[Coordinate annotation records]
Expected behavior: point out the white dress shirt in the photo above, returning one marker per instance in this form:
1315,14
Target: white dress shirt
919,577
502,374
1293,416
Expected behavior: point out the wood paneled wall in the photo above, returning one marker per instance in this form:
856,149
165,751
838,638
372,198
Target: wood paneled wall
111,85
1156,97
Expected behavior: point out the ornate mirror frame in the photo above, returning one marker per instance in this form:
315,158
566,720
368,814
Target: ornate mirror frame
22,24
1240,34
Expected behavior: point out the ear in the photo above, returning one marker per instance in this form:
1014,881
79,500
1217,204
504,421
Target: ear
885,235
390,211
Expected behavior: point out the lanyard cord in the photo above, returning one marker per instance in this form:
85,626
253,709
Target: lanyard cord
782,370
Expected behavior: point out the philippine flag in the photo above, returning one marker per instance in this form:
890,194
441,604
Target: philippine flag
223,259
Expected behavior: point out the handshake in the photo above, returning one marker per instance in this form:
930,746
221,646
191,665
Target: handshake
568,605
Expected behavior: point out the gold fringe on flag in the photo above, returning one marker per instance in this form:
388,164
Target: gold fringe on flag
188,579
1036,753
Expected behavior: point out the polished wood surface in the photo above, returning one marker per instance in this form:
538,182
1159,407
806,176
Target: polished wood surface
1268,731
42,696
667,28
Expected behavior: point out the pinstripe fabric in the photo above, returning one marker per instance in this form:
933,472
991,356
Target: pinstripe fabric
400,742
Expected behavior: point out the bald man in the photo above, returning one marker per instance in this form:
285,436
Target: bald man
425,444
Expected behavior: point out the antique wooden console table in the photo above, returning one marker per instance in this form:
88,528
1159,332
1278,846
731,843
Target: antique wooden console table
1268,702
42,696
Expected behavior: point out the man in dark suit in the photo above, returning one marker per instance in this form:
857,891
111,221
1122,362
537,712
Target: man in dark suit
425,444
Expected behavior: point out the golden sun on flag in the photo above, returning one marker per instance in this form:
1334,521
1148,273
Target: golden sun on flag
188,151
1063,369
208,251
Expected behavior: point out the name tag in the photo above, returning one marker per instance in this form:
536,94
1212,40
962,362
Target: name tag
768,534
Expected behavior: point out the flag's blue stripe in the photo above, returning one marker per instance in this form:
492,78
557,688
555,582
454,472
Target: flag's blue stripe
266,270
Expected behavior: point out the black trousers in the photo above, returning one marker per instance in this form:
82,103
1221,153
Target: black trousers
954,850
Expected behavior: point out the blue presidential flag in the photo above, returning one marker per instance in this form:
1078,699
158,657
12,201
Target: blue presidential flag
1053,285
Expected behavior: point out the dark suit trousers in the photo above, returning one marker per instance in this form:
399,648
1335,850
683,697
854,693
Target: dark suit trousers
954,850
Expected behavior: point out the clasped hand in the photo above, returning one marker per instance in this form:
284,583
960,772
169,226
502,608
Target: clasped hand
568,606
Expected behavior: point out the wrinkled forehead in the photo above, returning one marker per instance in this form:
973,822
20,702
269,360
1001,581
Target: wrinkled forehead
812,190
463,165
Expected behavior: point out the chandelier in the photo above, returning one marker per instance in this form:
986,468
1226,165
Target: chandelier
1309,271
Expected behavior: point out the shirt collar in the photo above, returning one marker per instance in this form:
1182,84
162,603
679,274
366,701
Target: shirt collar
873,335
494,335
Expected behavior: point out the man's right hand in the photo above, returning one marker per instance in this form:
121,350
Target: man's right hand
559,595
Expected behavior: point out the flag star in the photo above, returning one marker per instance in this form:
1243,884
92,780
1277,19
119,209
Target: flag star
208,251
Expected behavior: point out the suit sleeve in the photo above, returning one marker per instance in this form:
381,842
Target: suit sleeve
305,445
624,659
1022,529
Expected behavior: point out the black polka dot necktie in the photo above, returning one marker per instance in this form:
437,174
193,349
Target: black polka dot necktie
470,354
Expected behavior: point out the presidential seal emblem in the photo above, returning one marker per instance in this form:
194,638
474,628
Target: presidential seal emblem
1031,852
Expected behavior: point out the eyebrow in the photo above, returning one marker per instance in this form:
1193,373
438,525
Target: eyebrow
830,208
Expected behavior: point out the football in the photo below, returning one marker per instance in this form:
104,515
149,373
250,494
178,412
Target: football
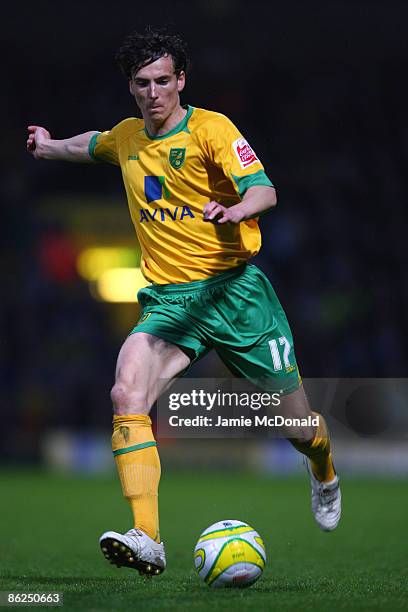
230,554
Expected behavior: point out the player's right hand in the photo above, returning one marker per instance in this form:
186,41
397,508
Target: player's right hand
36,137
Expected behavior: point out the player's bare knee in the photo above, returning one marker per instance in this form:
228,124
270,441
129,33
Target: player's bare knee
300,435
127,399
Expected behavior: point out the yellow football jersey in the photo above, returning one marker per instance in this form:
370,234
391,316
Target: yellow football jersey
168,180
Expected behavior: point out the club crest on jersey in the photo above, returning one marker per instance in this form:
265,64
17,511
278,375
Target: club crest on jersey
244,152
177,157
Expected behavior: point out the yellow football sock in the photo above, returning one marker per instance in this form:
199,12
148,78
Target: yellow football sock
138,463
319,452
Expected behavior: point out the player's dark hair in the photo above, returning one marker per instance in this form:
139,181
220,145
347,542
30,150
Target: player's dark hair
140,49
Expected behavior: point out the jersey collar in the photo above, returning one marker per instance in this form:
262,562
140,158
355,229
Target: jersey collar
180,127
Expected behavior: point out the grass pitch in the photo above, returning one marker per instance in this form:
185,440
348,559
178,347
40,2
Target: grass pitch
50,527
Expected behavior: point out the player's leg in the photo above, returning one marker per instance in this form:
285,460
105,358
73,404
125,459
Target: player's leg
146,365
261,349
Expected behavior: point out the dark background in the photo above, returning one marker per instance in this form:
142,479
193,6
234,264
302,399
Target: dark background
320,91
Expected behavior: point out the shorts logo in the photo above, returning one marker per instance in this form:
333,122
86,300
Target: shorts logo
244,152
144,318
154,186
177,157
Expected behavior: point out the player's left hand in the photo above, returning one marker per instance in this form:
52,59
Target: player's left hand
219,214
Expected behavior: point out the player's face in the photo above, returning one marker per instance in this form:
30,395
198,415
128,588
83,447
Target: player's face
156,89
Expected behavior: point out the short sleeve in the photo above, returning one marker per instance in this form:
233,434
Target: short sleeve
103,147
229,150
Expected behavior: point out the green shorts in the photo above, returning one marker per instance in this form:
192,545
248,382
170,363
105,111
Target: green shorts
236,313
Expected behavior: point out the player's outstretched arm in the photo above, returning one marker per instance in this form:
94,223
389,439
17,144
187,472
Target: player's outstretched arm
42,146
256,201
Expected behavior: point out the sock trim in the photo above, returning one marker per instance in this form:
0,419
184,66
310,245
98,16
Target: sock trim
129,449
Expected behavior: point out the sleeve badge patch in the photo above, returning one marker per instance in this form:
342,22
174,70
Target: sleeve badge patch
244,152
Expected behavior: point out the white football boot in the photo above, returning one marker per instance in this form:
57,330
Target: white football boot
134,549
326,500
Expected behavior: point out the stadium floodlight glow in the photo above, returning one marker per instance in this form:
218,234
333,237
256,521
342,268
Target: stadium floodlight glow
119,285
93,261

=== Do this ===
All lines from the one that contains "Expected behavior: point out the sock" through the end of the material are to be quoted exactly, with both ends included.

=== Response ===
Expected behavior: point out the sock trim in the photo above, returning one marker per instance in this form:
0,419
184,66
310,245
98,16
Target: sock trim
129,449
Expected behavior: point out the sleeve badge patch in the photo above, returning one marker per instance in this form:
342,22
174,70
Target: sleeve badge patch
244,152
Expected behavior: point out the white football boot in the photo above, returning one marker per instance in this form:
57,330
Target: white football boot
134,549
326,500
Expected behavior: point out the stadium floodlight glow in the photo above, returning one marker per instance in this form:
218,234
333,237
256,521
342,268
Target: stadium floodlight glow
119,285
93,261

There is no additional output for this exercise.